BEGIN
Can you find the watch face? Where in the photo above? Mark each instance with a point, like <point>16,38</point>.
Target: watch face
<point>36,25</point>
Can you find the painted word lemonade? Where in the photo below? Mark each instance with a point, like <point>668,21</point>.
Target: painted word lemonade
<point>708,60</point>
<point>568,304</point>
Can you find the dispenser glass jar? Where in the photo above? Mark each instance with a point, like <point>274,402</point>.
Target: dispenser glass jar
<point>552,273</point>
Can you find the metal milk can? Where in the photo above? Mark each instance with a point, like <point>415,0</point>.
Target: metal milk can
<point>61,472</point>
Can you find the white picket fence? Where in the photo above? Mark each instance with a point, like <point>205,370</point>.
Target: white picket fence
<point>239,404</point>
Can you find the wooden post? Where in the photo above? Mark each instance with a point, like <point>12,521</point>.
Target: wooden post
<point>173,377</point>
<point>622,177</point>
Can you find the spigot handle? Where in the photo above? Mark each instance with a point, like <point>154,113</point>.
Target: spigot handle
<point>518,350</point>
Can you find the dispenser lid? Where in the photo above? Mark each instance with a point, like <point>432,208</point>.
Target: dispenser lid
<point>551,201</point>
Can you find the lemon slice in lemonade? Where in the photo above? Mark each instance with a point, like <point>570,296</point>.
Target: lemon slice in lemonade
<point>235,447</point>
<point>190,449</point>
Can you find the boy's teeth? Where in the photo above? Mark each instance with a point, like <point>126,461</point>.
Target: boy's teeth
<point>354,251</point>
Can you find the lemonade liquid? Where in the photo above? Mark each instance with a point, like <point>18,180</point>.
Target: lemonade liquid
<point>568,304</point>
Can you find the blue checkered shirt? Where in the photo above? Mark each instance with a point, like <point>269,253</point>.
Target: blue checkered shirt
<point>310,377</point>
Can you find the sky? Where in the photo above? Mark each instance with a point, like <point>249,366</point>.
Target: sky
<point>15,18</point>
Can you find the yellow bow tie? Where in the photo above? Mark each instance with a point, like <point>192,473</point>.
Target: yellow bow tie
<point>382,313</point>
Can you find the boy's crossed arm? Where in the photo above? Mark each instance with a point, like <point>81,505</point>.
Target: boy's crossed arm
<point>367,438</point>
END
BEGIN
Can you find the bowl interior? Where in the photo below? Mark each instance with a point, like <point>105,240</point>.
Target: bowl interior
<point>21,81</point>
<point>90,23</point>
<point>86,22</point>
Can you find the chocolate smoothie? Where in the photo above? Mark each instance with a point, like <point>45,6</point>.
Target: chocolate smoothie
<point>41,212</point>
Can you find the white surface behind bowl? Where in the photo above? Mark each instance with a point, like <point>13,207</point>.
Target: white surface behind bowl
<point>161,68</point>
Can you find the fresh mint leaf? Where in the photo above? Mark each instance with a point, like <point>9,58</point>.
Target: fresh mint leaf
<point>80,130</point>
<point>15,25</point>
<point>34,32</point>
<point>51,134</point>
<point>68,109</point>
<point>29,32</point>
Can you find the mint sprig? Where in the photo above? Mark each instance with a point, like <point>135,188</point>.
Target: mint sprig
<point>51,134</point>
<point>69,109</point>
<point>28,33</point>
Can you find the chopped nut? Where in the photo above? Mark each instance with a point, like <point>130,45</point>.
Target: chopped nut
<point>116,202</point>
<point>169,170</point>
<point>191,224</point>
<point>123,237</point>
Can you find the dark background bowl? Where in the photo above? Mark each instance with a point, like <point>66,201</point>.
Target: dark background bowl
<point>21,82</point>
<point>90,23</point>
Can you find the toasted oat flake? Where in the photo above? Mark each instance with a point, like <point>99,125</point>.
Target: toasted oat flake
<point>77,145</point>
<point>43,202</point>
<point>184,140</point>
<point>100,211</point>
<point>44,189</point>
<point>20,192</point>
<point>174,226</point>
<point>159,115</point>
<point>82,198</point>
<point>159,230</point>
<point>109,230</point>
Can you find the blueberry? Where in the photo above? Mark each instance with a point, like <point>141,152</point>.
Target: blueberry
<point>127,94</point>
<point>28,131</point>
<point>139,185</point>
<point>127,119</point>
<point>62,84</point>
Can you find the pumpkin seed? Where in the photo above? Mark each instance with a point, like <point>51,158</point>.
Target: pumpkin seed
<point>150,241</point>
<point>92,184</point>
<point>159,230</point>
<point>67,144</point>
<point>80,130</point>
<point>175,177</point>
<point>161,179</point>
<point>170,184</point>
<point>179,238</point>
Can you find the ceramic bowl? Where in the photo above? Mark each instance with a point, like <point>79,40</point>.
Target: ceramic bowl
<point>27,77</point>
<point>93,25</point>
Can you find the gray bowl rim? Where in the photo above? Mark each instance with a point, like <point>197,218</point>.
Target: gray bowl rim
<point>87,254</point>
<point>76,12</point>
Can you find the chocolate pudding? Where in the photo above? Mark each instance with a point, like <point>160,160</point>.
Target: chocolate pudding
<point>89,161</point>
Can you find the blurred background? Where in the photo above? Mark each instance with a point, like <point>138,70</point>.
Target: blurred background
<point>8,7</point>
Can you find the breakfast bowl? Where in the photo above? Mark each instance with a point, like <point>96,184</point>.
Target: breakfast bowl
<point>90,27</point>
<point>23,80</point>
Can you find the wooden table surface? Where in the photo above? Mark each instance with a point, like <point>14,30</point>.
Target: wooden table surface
END
- _Your objective_: Rewrite everything from the line containing "Can you find the watch" down to the line containing "<point>622,177</point>", renaming "Target" to "Object" and leaving all else unchanged.

- _Result of the exercise_:
Can you find the watch face? Where in the photo above? Mark each instance with a point, like <point>16,38</point>.
Object: watch face
<point>36,25</point>
Can you find the painted word lemonade? Where in the photo below? Mark each instance with a point, like <point>668,21</point>.
Object: painted word lemonade
<point>708,60</point>
<point>568,304</point>
Can you find the dispenser glass jar? Where in the photo above? Mark each instance with a point, like <point>274,402</point>.
Object: dispenser glass jar
<point>552,273</point>
Can you find the metal milk can? Where in the photo above? Mark each instance with a point, like <point>415,0</point>.
Object: metal milk can
<point>61,472</point>
Can you find the white picket fence? Where in the photo above? Mark each instance with a point, like <point>205,370</point>.
Object: white picket fence
<point>239,404</point>
Can you find the wooden post? Where in the photo above? Mark each instance with a point, like <point>12,521</point>.
Object: wooden post
<point>173,377</point>
<point>622,177</point>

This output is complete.